++++ DATA

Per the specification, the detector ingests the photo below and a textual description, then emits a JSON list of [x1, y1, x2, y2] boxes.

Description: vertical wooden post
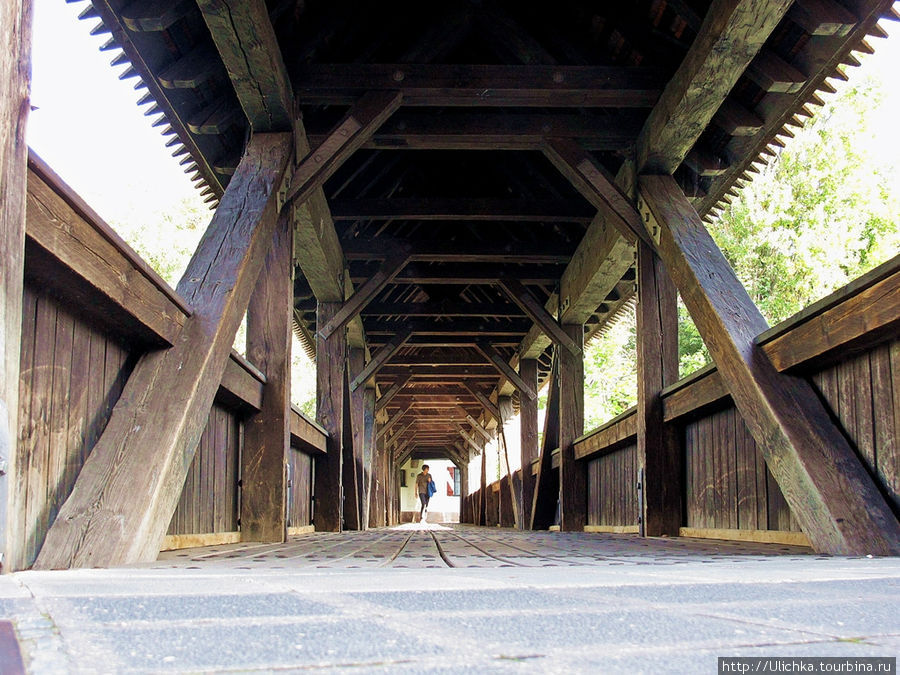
[[241, 209, 294, 542], [315, 302, 347, 532], [626, 241, 683, 537], [640, 176, 900, 555], [361, 387, 378, 527], [0, 0, 32, 572], [519, 359, 538, 529], [559, 324, 587, 532]]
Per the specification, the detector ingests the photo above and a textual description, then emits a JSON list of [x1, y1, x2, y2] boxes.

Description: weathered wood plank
[[559, 324, 587, 532], [36, 134, 290, 569], [241, 210, 294, 542], [291, 63, 662, 108], [197, 0, 294, 132], [636, 0, 792, 174], [315, 302, 349, 532], [0, 0, 33, 572], [636, 242, 683, 537], [640, 176, 900, 554]]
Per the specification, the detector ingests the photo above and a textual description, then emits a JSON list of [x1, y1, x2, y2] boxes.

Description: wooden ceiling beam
[[292, 63, 665, 108], [331, 198, 595, 225], [309, 109, 641, 152], [636, 0, 792, 174], [196, 0, 294, 131]]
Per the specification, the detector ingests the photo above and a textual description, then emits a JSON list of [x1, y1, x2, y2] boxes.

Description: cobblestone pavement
[[0, 525, 900, 673]]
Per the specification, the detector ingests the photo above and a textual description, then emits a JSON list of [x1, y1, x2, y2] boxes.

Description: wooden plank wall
[[587, 443, 639, 525], [167, 404, 243, 534], [812, 339, 900, 511], [18, 284, 134, 566], [287, 448, 315, 527], [683, 406, 800, 531]]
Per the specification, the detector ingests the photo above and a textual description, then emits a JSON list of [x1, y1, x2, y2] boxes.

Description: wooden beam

++++++++

## AIM
Write out the whole listing above again, swapping "detector" for "localizer" and leaving everything else unchanged. Omit the pictures from your answer.

## REPLY TO THE EXERCISE
Per the specification, the localizer ingests the photo below and a textual description, then emits a JSON list of [x1, y1, x2, y2] boxes.

Description: vertical wooden post
[[241, 209, 294, 542], [315, 302, 347, 532], [626, 241, 683, 537], [640, 176, 900, 555], [361, 387, 378, 527], [0, 0, 32, 572], [519, 359, 538, 529], [559, 324, 587, 532]]
Per the specification, the localizer ingests the photo above and a textual description, then emits a JSON list of [x1, y1, x2, y2] boxes.

Description: weathered wood plank
[[559, 324, 587, 532], [36, 134, 290, 569], [241, 210, 294, 542], [291, 63, 662, 108], [197, 0, 294, 132], [636, 0, 792, 174], [315, 302, 349, 532], [0, 0, 33, 572], [636, 242, 683, 537], [640, 176, 900, 554]]
Per the specification, the localizer ingests the photo above and a textual description, then emits a JSON list of [x1, y1, x2, y2] boxes.

Description: wooden ceiling beam
[[292, 63, 665, 108], [331, 198, 595, 225], [309, 109, 641, 152], [636, 0, 792, 174], [196, 0, 294, 131]]
Per the specification, the localizer ingests the photo above and a textual description, then emits a JSON list of [x1, y1, x2, y2] boxes.

Description: cobblestone pavement
[[0, 525, 900, 673]]
Per the specification, the localizer ingests the photo above and a textual description, then emits a JSON list of [x1, y1, x2, y2] boxes.

Description: wooden plank wall
[[587, 443, 639, 525], [167, 404, 243, 534], [812, 339, 900, 511], [18, 284, 134, 566], [287, 448, 315, 527], [683, 406, 800, 531]]
Per the specification, the localizer ingests the photo above and a textual description, then emits a JSON list of [x1, y1, x2, y2] boxes.

Description: wooden beam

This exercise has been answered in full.